__TASK REQUIREMENTS__. Stop after the line holding "[tag] license plate: a pin per instance". Repeat exactly every line before it in the records below, that line too, and leave out the pictures.

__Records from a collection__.
---*---

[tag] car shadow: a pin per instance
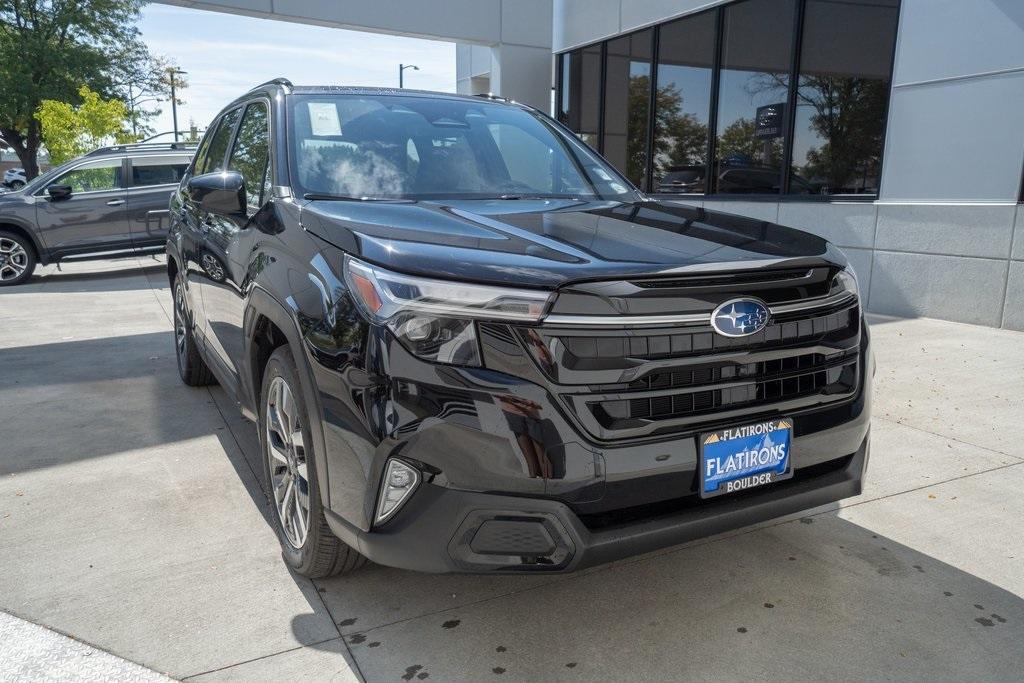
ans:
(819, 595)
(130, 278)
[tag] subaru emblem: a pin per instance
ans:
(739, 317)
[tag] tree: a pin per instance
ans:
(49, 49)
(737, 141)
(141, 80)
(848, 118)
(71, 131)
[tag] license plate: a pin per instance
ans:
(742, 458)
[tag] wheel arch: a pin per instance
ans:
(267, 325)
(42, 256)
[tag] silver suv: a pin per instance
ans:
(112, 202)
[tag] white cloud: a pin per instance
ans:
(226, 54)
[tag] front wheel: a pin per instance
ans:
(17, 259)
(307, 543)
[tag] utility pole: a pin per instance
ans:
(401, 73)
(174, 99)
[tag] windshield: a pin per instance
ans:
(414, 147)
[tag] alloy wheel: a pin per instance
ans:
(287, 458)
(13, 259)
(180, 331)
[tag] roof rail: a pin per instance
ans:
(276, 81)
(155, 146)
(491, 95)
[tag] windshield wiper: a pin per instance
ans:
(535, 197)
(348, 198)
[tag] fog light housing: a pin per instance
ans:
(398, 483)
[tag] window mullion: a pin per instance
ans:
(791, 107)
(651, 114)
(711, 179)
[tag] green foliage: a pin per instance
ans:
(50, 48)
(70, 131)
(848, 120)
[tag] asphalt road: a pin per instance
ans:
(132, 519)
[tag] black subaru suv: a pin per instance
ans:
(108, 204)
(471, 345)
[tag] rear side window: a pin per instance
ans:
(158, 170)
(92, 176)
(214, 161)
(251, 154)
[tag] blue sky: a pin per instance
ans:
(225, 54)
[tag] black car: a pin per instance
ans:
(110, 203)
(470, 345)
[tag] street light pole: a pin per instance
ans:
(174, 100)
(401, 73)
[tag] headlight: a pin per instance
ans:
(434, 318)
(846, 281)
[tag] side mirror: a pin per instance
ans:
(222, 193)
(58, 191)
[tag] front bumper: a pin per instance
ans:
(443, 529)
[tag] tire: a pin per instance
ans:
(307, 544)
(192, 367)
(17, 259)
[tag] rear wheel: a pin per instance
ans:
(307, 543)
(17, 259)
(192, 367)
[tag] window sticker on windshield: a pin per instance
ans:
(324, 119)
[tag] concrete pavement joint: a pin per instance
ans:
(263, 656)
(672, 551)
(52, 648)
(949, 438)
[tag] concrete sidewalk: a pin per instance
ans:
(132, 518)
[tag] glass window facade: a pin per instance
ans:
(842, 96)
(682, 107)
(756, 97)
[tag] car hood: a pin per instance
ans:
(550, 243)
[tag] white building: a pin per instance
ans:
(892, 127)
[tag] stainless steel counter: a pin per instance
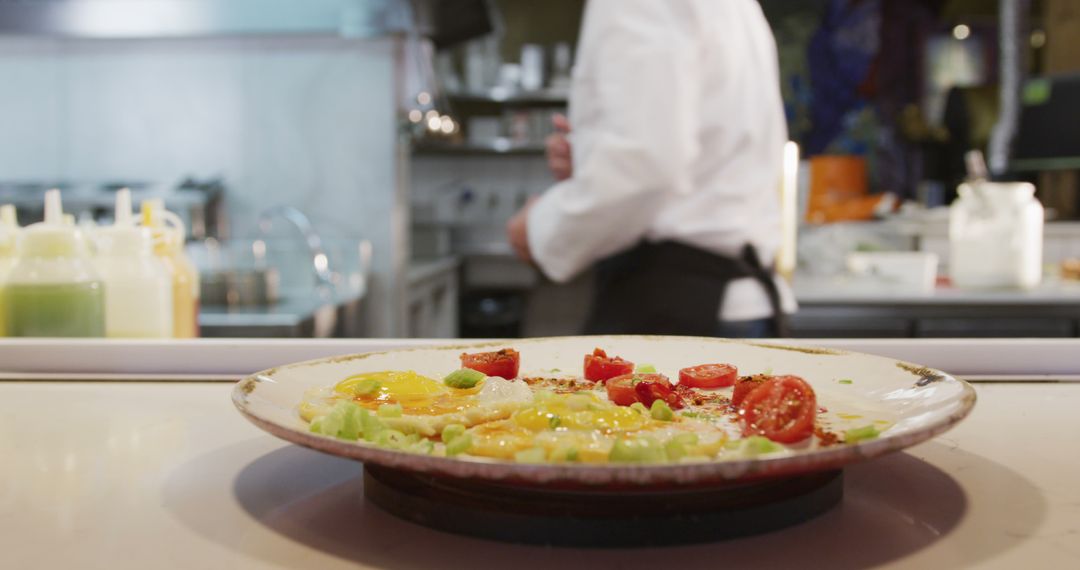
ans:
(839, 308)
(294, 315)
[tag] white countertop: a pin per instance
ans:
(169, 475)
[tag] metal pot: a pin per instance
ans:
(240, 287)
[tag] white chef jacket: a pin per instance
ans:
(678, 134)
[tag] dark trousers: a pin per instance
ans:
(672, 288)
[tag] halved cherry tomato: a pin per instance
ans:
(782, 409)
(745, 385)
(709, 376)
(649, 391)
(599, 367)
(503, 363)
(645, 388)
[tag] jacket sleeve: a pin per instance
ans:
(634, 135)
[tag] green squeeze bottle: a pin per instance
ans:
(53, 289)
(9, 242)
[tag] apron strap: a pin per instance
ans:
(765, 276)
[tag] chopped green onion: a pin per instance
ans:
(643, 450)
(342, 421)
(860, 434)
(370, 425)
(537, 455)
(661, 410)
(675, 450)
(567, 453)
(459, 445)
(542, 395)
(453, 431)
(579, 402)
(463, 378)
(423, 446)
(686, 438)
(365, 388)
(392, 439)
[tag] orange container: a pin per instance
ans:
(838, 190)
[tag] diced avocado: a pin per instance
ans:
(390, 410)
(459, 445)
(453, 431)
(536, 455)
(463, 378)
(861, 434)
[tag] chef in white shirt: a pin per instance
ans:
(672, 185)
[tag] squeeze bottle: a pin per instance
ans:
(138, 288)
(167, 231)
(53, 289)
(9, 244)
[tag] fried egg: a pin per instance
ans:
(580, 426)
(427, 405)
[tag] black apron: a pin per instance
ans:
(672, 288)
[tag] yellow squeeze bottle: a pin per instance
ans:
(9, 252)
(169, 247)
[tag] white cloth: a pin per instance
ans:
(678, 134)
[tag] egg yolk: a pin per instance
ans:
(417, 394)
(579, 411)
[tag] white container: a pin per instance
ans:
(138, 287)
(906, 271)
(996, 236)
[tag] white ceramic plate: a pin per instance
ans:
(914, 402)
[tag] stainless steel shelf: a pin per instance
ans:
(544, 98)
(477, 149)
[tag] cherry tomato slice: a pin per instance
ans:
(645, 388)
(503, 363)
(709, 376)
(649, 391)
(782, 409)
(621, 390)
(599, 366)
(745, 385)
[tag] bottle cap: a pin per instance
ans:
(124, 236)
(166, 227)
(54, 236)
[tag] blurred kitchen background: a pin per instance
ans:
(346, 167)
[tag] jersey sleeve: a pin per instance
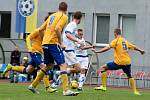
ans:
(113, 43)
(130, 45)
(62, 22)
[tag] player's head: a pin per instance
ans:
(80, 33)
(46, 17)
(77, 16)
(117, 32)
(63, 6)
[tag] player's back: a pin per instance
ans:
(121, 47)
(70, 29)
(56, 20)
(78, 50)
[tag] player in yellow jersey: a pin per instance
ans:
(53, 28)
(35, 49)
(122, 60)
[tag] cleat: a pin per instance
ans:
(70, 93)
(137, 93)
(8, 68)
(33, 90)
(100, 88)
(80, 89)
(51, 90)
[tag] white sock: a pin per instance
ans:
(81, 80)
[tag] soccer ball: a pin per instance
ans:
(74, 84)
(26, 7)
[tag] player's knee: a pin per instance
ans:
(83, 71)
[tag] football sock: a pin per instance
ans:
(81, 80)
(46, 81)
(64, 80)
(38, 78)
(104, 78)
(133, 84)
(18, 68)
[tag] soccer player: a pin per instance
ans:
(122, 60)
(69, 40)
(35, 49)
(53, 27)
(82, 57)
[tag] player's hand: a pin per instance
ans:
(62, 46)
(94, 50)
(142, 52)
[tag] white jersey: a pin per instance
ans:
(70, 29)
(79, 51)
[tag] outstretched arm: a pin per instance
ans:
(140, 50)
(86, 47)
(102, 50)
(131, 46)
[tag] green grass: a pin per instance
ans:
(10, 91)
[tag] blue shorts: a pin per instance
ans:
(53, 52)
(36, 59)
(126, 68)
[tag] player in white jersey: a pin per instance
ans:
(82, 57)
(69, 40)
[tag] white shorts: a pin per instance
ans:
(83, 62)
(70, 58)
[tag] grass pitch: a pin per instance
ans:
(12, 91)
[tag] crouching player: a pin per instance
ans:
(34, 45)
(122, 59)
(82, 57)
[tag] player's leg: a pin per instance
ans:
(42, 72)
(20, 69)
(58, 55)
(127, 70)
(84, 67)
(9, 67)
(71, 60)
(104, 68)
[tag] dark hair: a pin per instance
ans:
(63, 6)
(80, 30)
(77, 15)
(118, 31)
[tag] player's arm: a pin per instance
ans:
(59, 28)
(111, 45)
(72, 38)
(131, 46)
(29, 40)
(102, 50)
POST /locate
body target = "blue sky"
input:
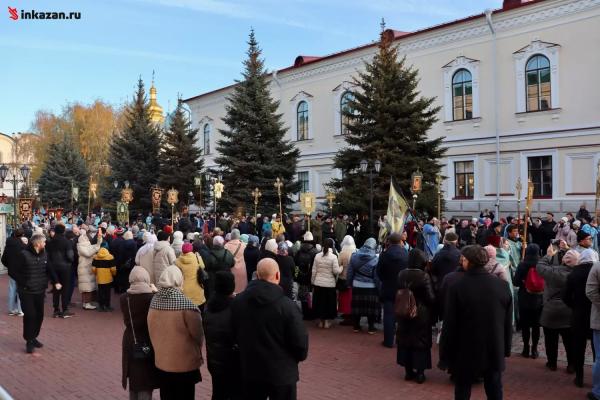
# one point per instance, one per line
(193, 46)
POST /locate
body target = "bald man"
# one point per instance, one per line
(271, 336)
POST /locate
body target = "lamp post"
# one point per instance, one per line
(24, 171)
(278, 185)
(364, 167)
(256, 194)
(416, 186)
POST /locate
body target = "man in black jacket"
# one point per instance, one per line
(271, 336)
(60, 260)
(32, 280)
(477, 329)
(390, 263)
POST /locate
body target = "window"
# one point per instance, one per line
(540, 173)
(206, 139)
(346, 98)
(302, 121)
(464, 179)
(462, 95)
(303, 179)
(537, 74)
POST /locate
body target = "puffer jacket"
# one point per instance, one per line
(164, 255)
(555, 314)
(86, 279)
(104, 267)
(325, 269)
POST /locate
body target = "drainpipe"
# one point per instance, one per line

---*---

__ANSWER FOR THE TASK__.
[tag] car shadow: a pin per instance
ans:
(819, 595)
(130, 278)
[tag] subaru emblem: a pin per instance
ans:
(739, 317)
[tag] tree: a pin per instance
ans:
(49, 49)
(737, 141)
(141, 80)
(848, 118)
(71, 131)
[tag] license plate: a pin per instance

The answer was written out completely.